PROVIDED TEXT:

[Start of Attachment]

AlphaFold changed biology. But there’s a problem nobody talks about much: how do you know when to trust what it tells you?
Researchers at the University of Missouri have built a solution: a database of 1.4 million protein structure models, all independently verified by experts, that can train AI systems to assess their own accuracy.
The Trust Problem
AI protein structure prediction has advanced rapidly since DeepMind’s AlphaFold won CASP14 in 2020. Tools like AlphaFold, Boltz-1, and Chai-1 can now predict how proteins fold with remarkable accuracy - sometimes.
The catch is that no single tool maintains consistent accuracy across all protein types. Some proteins are harder to predict than others, and the models don’t reliably flag their own uncertainty. A researcher using these predictions for drug development or disease research needs to know: can I trust this particular structure, or is the model guessing?
“We need AI methods to assess the quality of predicted protein models and decide if they can be trusted,” said Jianlin “Jack” Cheng, the Curators’ Distinguished Professor at Missouri who led the project.
What PSBench Contains
PSBench draws from the Critical Assessment of protein Structure Prediction (CASP), an international competition that has evaluated computational protein prediction methods for over 30 years. The database incorporates verified assessments from CASP15 and CASP16, comprising four large-scale labeled datasets.
Each of the 1.4 million protein structure models includes quality annotations from independent experts - a ground truth label that AI systems can learn from. This lets researchers train quality assessment algorithms that can evaluate new predictions.
The team presented PSBench at NeurIPS 2025 in San Diego, positioning it alongside other major AI contributions at one of the field’s most competitive conferences.

[End of Attachment]

ASSIGNMENT 1:
In the PSBench article, which CASP rounds supplied the verified assessments in the database?
ASSIGNMENT 2:
Extend the PSBench article, picking up after its final sentence.

[Records excerpted from a collection]
[Start of Attachment]

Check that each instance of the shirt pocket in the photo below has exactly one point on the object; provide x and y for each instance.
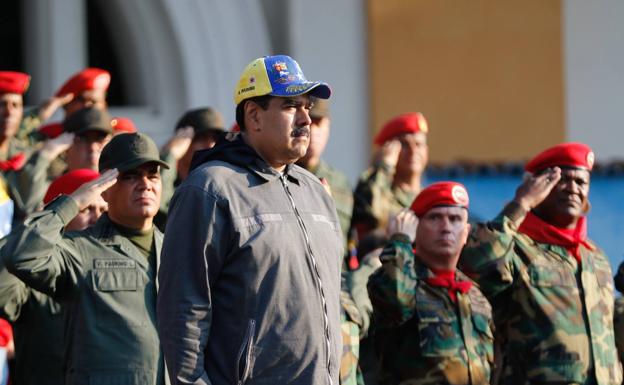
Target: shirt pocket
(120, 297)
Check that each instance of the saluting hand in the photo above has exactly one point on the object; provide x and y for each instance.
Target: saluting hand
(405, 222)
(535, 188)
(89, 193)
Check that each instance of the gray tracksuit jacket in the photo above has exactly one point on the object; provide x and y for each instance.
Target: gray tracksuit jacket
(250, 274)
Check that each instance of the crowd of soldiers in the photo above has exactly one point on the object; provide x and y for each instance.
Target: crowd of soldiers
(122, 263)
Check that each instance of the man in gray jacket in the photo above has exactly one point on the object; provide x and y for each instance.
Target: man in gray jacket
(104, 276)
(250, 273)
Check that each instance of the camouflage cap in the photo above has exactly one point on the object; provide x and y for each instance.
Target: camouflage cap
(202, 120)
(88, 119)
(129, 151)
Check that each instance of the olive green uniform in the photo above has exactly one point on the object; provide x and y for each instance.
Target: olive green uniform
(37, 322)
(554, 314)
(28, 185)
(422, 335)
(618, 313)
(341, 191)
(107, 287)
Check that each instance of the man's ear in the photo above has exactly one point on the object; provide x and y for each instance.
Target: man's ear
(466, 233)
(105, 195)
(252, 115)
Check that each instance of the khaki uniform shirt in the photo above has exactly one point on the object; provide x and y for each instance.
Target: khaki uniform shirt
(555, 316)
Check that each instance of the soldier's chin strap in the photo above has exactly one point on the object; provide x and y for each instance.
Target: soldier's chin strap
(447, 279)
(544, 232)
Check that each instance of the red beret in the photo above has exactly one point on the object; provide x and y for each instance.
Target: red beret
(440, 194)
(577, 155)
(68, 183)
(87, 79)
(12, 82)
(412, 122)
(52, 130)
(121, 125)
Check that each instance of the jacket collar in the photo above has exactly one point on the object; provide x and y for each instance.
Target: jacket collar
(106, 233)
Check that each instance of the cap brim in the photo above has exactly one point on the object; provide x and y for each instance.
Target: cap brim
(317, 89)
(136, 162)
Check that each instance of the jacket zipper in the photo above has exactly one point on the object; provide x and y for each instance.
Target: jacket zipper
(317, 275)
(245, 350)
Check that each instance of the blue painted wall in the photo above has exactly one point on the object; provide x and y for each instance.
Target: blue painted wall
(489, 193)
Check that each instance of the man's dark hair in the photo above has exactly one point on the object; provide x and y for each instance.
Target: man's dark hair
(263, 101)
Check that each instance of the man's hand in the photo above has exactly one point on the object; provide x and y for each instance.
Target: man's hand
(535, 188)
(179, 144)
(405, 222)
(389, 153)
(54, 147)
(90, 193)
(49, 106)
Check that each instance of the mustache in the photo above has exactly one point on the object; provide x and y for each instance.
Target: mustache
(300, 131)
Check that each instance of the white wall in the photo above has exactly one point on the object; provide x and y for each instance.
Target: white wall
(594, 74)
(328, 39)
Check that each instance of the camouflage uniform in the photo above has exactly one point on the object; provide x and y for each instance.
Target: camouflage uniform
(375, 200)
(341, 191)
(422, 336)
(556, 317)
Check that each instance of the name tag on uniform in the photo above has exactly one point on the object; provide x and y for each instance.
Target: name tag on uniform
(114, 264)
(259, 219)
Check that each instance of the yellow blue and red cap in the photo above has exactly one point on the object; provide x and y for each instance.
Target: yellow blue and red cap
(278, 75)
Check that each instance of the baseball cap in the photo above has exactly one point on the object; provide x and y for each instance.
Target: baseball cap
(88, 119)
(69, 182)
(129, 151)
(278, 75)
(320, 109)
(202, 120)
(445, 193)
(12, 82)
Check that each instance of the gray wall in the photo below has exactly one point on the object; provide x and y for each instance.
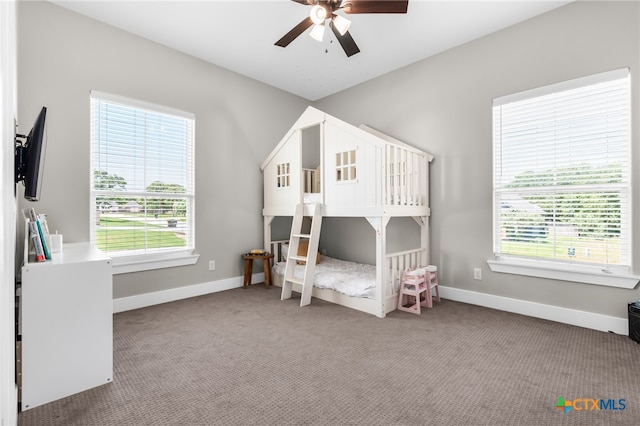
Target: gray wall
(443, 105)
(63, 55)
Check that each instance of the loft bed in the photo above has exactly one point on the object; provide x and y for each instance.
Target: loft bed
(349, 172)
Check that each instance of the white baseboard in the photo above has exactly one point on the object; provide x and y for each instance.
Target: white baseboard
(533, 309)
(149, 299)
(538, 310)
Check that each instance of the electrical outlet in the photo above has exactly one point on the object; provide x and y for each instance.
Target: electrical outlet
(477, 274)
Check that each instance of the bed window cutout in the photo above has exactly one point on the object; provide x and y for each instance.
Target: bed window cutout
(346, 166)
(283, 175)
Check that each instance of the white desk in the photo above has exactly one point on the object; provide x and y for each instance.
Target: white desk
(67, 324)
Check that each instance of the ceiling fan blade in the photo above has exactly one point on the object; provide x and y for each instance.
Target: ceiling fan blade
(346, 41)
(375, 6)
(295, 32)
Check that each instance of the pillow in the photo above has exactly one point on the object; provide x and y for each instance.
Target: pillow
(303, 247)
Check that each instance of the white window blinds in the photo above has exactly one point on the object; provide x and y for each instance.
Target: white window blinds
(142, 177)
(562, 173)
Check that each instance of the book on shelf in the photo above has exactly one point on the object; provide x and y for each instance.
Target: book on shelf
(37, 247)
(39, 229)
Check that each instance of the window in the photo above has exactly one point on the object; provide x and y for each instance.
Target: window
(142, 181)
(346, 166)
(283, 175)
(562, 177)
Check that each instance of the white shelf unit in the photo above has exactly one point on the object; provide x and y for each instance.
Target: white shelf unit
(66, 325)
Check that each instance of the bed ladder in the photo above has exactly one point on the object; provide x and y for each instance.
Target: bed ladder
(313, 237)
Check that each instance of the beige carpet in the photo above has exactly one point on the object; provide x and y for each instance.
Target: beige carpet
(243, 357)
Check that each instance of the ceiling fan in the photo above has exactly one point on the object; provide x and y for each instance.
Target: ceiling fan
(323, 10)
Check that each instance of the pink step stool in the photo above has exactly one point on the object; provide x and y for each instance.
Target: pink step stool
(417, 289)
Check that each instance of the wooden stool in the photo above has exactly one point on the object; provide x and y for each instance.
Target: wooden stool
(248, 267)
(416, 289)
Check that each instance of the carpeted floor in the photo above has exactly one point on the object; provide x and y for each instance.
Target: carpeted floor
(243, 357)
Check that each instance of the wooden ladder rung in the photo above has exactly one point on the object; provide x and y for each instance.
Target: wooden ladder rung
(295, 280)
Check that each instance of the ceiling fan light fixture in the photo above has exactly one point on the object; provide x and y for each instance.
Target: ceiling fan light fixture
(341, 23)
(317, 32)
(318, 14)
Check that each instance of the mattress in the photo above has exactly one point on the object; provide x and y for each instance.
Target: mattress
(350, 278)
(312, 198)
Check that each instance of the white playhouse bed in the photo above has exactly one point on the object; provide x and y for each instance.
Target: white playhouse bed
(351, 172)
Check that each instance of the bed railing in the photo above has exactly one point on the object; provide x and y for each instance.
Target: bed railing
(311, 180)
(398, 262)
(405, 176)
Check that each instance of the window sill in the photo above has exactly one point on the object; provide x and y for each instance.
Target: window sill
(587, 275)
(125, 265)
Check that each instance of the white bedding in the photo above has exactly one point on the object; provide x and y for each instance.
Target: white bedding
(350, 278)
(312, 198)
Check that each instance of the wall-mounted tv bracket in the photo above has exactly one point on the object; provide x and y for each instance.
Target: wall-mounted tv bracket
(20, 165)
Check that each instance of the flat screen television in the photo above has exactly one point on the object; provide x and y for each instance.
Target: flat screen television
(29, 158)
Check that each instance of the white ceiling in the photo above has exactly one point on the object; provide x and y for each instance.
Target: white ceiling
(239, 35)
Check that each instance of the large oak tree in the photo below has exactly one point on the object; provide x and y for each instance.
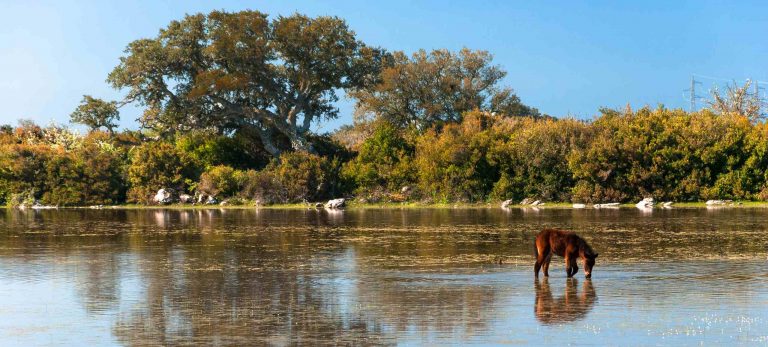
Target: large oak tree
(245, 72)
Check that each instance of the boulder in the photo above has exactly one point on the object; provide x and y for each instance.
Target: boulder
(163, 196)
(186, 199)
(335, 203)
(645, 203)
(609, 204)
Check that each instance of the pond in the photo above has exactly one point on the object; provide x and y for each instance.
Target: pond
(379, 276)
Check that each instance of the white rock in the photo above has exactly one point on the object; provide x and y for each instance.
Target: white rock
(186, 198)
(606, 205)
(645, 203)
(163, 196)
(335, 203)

[End of Attachment]

ANSWER AREA 1:
CASP15 and CASP16.

ANSWER AREA 2:
Why This Matters for Medicine
Protein structure prediction feeds directly into drug development. If you’re designing a molecule to bind to a specific protein, you need to know its exact shape. Errors in predicted structures can send entire research programs in the wrong direction.
Diseases like Alzheimer’s and cancer involve complex protein interactions. Better quality assessment means researchers can have appropriate confidence in their structural predictions, or know when to seek experimental validation.
The Bigger Picture
PSBench represents a pattern we’re seeing more often in AI research: as models get more powerful, the community needs better tools to evaluate them. Benchmark saturation is a real problem. When models score 99% on existing tests, those tests stop being useful for distinguishing good predictions from great ones.
By providing 1.4 million verified examples, PSBench gives the field room to develop more sophisticated quality assessment methods. It’s the kind of infrastructure that doesn’t make headlines but enables better science downstream.
The database and associated resources are available to the research community.